Women hold the key to recovery, says Natwest boss ALISON ROSE

Women hold the key to recovery, says Natwest boss ALISON ROSE, as bank launches second £1bn fund for female entrepreneurs

For the first time in nearly a year, hope is on the horizon thanks to the rollout of the coronavirus vaccines. 

This extraordinary scientific and logistical effort has allowed some light to shine at the end of a long and dark tunnel.

But we cannot afford to ignore the economic and social crisis that the pandemic will leave in its wake. History tells us storms pass, societies regroup, and countries rebuild.

Helping hand: Natwest Group chief executive Alison Rose is launching a second £1bn tranche of funding to extend our support to female entrepreneurs and business owners

As we contemplate that challenge, I want to draw particular attention to the difficulties facing female entrepreneurs as well as highlighting the benefits to the whole economy if they are able to fulfil their potential.

Natwest is launching a second £1billion tranche of funding to extend our support to female entrepreneurs and business owners.

This is the biggest ever commitment by a lender in support of female entrepreneurs, and it follows an earlier £1billion of funds.

We have also established a small and medium enterprise taskforce, to look at what more barriers we can remove, along with 600 Women In Business specialists.

Female business owners have access to our Accelerator hubs, with a target to ensure that 60 per cent of those supported are women.

Evidence from the last ten months makes clear that women have suffered a disproportionate economic hit in the pandemic.

But the truth is that conditions were far from perfect, and opportunities were far too unequal, even before this crisis.

In March 2019, a year before the pandemic struck, I published a review into female entrepreneurship and the barriers to success, after having been commissioned by the Treasury.

The findings were stark.

Releasing the untapped potential of female business owners would boost the economy by £250billion, but women made up just a third of entrepreneurs and this fell to one in four among our most productive sectors, including technology.

The impetus from the review was to close the funding gap between male and female entrepreneurs, given that access to finance was the major source of this imbalance. 

The Government declared its ambition to increase the number of female entrepreneurs by 50 per cent by 2030.

To help, we launched £1billion of Female Entrepreneurship Funding for small and medium firms led by women.

That went hand-in-hand with tailored advice and long-term support for recipients.

### Input data:
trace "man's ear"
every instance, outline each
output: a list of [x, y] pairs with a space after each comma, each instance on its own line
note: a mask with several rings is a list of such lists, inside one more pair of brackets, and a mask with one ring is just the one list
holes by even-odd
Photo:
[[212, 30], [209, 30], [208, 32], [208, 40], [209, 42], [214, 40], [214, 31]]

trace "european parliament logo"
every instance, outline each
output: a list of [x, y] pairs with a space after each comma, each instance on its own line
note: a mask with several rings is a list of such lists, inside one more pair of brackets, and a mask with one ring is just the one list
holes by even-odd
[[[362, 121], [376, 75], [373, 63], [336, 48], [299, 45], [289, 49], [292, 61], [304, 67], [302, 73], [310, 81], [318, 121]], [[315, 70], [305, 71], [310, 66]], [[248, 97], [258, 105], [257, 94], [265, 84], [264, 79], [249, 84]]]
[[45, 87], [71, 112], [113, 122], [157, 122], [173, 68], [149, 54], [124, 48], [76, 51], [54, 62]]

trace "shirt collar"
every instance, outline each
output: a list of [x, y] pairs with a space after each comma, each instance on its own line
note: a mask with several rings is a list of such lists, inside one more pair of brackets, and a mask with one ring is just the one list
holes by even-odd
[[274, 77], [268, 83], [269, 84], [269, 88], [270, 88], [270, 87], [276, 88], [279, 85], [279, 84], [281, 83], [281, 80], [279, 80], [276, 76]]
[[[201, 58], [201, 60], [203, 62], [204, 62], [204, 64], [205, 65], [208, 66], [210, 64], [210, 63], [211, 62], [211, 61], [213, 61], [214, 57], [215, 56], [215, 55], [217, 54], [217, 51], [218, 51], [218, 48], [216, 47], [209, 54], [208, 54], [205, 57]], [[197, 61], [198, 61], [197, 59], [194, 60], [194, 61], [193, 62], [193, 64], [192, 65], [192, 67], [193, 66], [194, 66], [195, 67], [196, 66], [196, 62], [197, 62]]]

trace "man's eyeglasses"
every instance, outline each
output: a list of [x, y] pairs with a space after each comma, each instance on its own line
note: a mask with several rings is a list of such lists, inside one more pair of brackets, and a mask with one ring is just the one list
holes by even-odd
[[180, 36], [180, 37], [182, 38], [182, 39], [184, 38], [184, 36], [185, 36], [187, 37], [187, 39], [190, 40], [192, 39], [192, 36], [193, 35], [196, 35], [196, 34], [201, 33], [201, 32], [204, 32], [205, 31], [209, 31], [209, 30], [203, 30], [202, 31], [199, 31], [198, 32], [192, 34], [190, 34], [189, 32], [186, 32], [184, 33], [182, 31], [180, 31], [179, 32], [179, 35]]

### Assignment 1:
Using the article on female entrepreneurs above, decide whether each statement agrees with it: (a) Natwest's second tranche of funding for female entrepreneurs is £1billion. (b) The review into female entrepreneurship was published in March 2020. (c) The Accelerator hubs aim for half of those supported to be women. Answer yes or no for each, quoting the words of the article that decide it.
### Assignment 2:
Extend the article on female entrepreneurs above with a few more paragraphs, picking up after its last sentence.

### Response box 1:
(a) Yes: "Natwest is launching a second £1billion tranche of funding to extend our support to female entrepreneurs and business owners."
(b) No: "In March 2019, a year before the pandemic struck, I published a review into female entrepreneurship"
(c) No: "with a target to ensure that 60 per cent of those supported are women."

### Response box 2:
But just two months later the country was in the grip of its first national lockdown. We met our target for lending under that scheme a full four years ahead of schedule, due to extraordinary demands placed on all businesses and the success of the Government lending schemes.

Female entrepreneurs need support. There have been inevitable additional pressures placed on women as schools have closed. 

Our research shows that 55 per cent of men said managing their business in the pandemic was particularly stressful. That figure rises to north of 70 per cent for female entrepreneurs.

Women are also nearly 20 per cent more likely than men to struggle with the demands of balancing work and family life. 

Most alarmingly, research by consultants McKinsey indicates that one in four women are now considering stepping back from their career.

The pandemic has compounded the difficulties and expanded the obstacles faced by many women. The problem is global.

US businesswoman Sheryl Sandberg, a top Facebook executive and founder of non-profit organisation Lean In, has warned in recent months that the pressures of the Covid-19 crisis ‘threaten to roll back the progress we have painstakingly made over the last five to ten years for women in the workplace’.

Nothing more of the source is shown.